#### Provided material

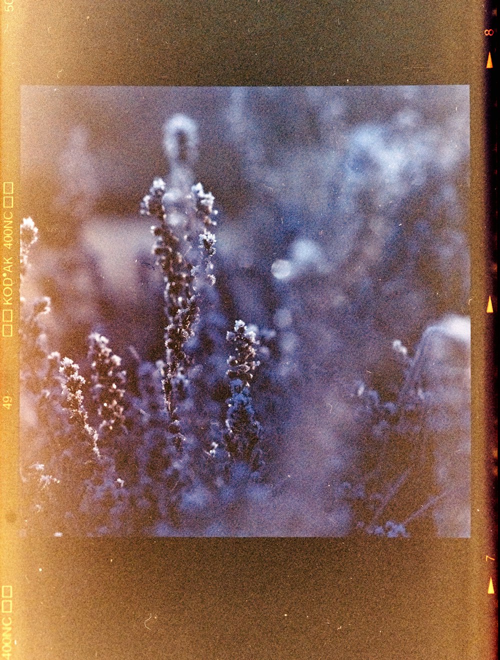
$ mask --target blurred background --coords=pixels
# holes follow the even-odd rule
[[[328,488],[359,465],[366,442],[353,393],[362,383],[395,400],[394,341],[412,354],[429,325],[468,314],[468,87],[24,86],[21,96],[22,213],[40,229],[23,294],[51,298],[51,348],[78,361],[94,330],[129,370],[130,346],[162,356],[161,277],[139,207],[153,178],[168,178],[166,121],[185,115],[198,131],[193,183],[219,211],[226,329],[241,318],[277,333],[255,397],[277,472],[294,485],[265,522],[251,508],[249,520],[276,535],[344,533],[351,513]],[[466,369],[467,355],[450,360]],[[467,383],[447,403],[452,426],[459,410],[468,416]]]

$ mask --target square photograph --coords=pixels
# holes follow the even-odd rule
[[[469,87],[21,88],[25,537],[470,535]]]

* * *

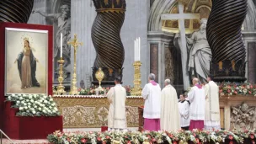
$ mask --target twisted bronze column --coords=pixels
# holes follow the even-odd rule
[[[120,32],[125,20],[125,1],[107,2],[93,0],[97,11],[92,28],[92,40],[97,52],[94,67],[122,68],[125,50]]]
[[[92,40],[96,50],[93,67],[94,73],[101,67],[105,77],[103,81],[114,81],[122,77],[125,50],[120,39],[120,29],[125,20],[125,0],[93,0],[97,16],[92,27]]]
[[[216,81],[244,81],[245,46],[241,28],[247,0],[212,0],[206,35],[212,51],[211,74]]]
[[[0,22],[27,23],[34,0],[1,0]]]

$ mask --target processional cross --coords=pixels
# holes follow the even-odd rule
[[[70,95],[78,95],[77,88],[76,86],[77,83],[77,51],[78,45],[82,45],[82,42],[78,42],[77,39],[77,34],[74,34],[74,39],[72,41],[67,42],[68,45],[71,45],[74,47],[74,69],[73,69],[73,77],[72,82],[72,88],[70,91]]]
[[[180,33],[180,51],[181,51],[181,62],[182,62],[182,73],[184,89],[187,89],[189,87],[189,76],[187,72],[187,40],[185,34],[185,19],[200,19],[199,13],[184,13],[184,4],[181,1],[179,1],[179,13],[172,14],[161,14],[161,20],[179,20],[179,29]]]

==

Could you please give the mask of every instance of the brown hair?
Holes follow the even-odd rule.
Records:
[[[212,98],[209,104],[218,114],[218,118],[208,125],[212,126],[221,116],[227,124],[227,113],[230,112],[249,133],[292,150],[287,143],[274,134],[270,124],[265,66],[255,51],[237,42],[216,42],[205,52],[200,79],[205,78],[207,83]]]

#### Task to complete
Output the data starting at the line that contains "square photograph --coords=pixels" and ending at the line that contains "[[[469,87],[21,88],[25,537],[470,535]]]" as a two-column CSV with the columns command and polygons. Give one row for each command and its result, put each value in a single quoted field, and replace line breaks with spaces.

#### Response to this task
command,polygons
"$ mask --target square photograph --coords=pixels # holes follow the even-odd rule","[[[469,87],[21,88],[25,537],[470,535]]]"